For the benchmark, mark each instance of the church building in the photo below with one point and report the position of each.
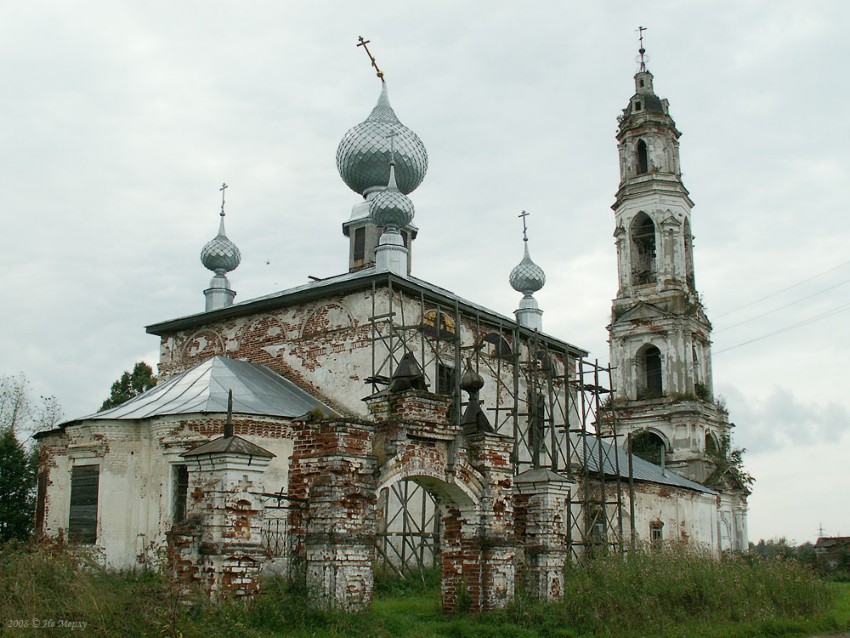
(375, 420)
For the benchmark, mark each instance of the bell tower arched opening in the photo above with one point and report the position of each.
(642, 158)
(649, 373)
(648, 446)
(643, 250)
---
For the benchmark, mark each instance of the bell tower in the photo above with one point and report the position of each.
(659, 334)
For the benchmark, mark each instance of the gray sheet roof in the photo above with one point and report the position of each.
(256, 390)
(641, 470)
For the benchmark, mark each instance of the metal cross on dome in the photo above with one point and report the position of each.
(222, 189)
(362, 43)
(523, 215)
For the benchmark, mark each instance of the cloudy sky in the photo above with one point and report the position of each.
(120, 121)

• _Short task_: Which lines of the entries contain the word "above", with case counting? Copy out each such line in full.

• _Response to the task_:
For the benchmark, mark each instance of the bell tower arched opening in the photo above with one point and report the position of each.
For the benchmark, mark each instance of the bell tower in the photo above with one point and report the position of each.
For the benchmark, mark each instance of the gray sheet roof in the photo above with one point and report the position of each.
For the benchmark, mark each instance of the metal cross on dome in the photo above with one point and report the position of each.
For the benchmark, mark each instance of the cloudy sky in the photo above with one point and report the position of each.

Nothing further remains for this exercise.